## What is being asked
Keep the pictures out. Copy every line of the listing exactly.

## Data to use
━━━━━━

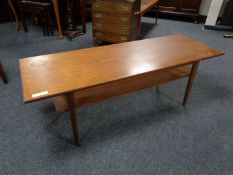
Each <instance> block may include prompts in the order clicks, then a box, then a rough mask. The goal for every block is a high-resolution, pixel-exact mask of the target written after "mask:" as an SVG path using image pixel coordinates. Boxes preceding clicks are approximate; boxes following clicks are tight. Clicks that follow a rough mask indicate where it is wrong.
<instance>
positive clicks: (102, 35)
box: [95, 33, 103, 37]
mask: <svg viewBox="0 0 233 175" xmlns="http://www.w3.org/2000/svg"><path fill="white" fill-rule="evenodd" d="M95 35H96V36H98V37H100V36H103V34H102V33H96V34H95Z"/></svg>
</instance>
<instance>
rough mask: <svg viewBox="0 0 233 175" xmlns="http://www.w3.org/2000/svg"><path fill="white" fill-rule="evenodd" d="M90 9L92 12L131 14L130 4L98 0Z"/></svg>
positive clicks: (131, 9) (130, 6)
mask: <svg viewBox="0 0 233 175" xmlns="http://www.w3.org/2000/svg"><path fill="white" fill-rule="evenodd" d="M92 9H93V10H94V11H103V12H110V13H123V14H128V13H131V10H132V4H130V3H122V2H114V1H98V0H96V1H94V2H93V3H92Z"/></svg>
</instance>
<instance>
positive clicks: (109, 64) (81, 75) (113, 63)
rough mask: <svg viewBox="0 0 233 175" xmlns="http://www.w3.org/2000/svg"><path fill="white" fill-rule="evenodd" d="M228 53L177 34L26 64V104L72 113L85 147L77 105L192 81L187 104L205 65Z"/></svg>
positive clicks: (65, 52) (53, 55)
mask: <svg viewBox="0 0 233 175" xmlns="http://www.w3.org/2000/svg"><path fill="white" fill-rule="evenodd" d="M223 54H224V53H223V52H222V51H220V50H217V49H215V48H211V47H209V46H207V45H205V44H202V43H200V42H198V41H195V40H193V39H191V38H189V37H187V36H183V35H172V36H165V37H159V38H153V39H146V40H139V41H133V42H126V43H121V44H113V45H108V46H103V47H94V48H90V49H82V50H76V51H69V52H61V53H56V54H50V55H42V56H37V57H31V58H25V59H20V61H19V62H20V74H21V80H22V87H23V97H24V102H25V103H31V102H34V101H39V100H43V99H47V98H51V97H54V102H55V106H56V108H57V110H58V111H65V110H67V109H68V110H69V113H70V119H71V124H72V129H73V135H74V140H75V143H76V144H77V145H79V144H80V141H79V134H78V123H77V116H76V109H75V108H76V107H77V106H83V105H88V104H91V103H96V102H99V101H102V100H105V99H108V98H112V97H117V96H119V95H124V94H127V93H130V92H134V91H138V90H141V89H144V88H148V87H152V86H156V85H159V84H162V83H166V82H170V81H173V80H177V79H180V78H184V77H189V81H188V85H187V88H186V92H185V97H184V100H183V104H184V105H185V104H186V102H187V99H188V95H189V92H190V90H191V87H192V83H193V80H194V78H195V75H196V72H197V69H198V65H199V62H200V61H202V60H205V59H208V58H213V57H216V56H220V55H223ZM188 65H192V68H191V70H190V69H189V67H188Z"/></svg>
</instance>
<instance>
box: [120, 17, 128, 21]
mask: <svg viewBox="0 0 233 175" xmlns="http://www.w3.org/2000/svg"><path fill="white" fill-rule="evenodd" d="M128 20H129V18H128V17H121V21H122V22H126V21H128Z"/></svg>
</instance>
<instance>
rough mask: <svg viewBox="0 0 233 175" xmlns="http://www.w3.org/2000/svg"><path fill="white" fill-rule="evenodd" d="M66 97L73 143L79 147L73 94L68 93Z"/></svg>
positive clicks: (74, 104)
mask: <svg viewBox="0 0 233 175" xmlns="http://www.w3.org/2000/svg"><path fill="white" fill-rule="evenodd" d="M66 97H67V102H68V106H69V113H70V121H71V126H72V130H73V136H74V142H75V144H76V145H77V146H80V140H79V129H78V119H77V116H76V107H75V98H74V93H72V92H71V93H68V94H67V95H66Z"/></svg>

━━━━━━

## Written answer
Each <instance> block may include prompts in the order clicks, then a box, then a rough mask. The goal for every block is a high-resolution, pixel-exact mask of the target written after "mask:" as an SVG path using image pixel coordinates. Boxes preceding clicks are approximate; boxes following clicks are tight. Clicks that follow a rough mask indicate where it is wrong.
<instance>
positive clicks: (102, 35)
box: [95, 33, 103, 37]
mask: <svg viewBox="0 0 233 175" xmlns="http://www.w3.org/2000/svg"><path fill="white" fill-rule="evenodd" d="M95 35H96V36H98V37H100V36H103V34H102V33H96V34H95Z"/></svg>
</instance>
<instance>
rough mask: <svg viewBox="0 0 233 175" xmlns="http://www.w3.org/2000/svg"><path fill="white" fill-rule="evenodd" d="M90 9L92 12L131 14L130 4L98 0Z"/></svg>
positive clicks: (131, 9) (130, 6)
mask: <svg viewBox="0 0 233 175" xmlns="http://www.w3.org/2000/svg"><path fill="white" fill-rule="evenodd" d="M92 9H93V10H94V11H103V12H110V13H123V14H128V13H131V10H132V4H130V3H122V2H114V1H98V0H96V1H94V2H93V3H92Z"/></svg>
</instance>
<instance>
positive clicks: (109, 64) (81, 75) (113, 63)
rough mask: <svg viewBox="0 0 233 175" xmlns="http://www.w3.org/2000/svg"><path fill="white" fill-rule="evenodd" d="M228 53L177 34L26 64V104L72 113L85 147L77 105L192 81L187 104L205 65Z"/></svg>
positive clicks: (65, 52) (53, 55)
mask: <svg viewBox="0 0 233 175" xmlns="http://www.w3.org/2000/svg"><path fill="white" fill-rule="evenodd" d="M223 54H224V53H223V52H222V51H220V50H217V49H215V48H211V47H209V46H207V45H205V44H202V43H200V42H198V41H195V40H193V39H191V38H189V37H187V36H183V35H172V36H165V37H159V38H153V39H146V40H139V41H133V42H126V43H121V44H113V45H108V46H103V47H94V48H90V49H82V50H76V51H69V52H61V53H56V54H50V55H42V56H37V57H31V58H25V59H20V61H19V62H20V74H21V80H22V87H23V97H24V102H25V103H31V102H34V101H39V100H43V99H47V98H51V97H54V102H55V106H56V108H57V110H58V111H65V110H67V109H68V110H69V113H70V119H71V124H72V129H73V135H74V140H75V143H76V144H77V145H79V144H80V141H79V134H78V123H77V116H76V109H75V108H76V107H77V106H83V105H88V104H91V103H96V102H99V101H102V100H105V99H108V98H112V97H117V96H119V95H124V94H127V93H130V92H134V91H138V90H141V89H144V88H148V87H152V86H156V85H159V84H162V83H166V82H170V81H173V80H177V79H180V78H184V77H189V81H188V85H187V88H186V92H185V97H184V100H183V104H184V105H185V104H186V102H187V99H188V95H189V92H190V90H191V87H192V83H193V80H194V78H195V75H196V72H197V69H198V65H199V62H200V61H202V60H205V59H208V58H213V57H216V56H220V55H223ZM188 65H192V68H191V70H190V69H189V67H188Z"/></svg>
</instance>
<instance>
box: [120, 17, 128, 21]
mask: <svg viewBox="0 0 233 175" xmlns="http://www.w3.org/2000/svg"><path fill="white" fill-rule="evenodd" d="M128 20H129V18H128V17H121V21H122V22H126V21H128Z"/></svg>
</instance>
<instance>
rough mask: <svg viewBox="0 0 233 175" xmlns="http://www.w3.org/2000/svg"><path fill="white" fill-rule="evenodd" d="M66 97L73 143L79 147L73 94L68 93Z"/></svg>
positive clicks: (74, 104)
mask: <svg viewBox="0 0 233 175" xmlns="http://www.w3.org/2000/svg"><path fill="white" fill-rule="evenodd" d="M66 97H67V102H68V106H69V113H70V121H71V126H72V130H73V136H74V142H75V144H76V145H77V146H80V140H79V129H78V119H77V116H76V107H75V98H74V93H72V92H71V93H68V94H67V95H66Z"/></svg>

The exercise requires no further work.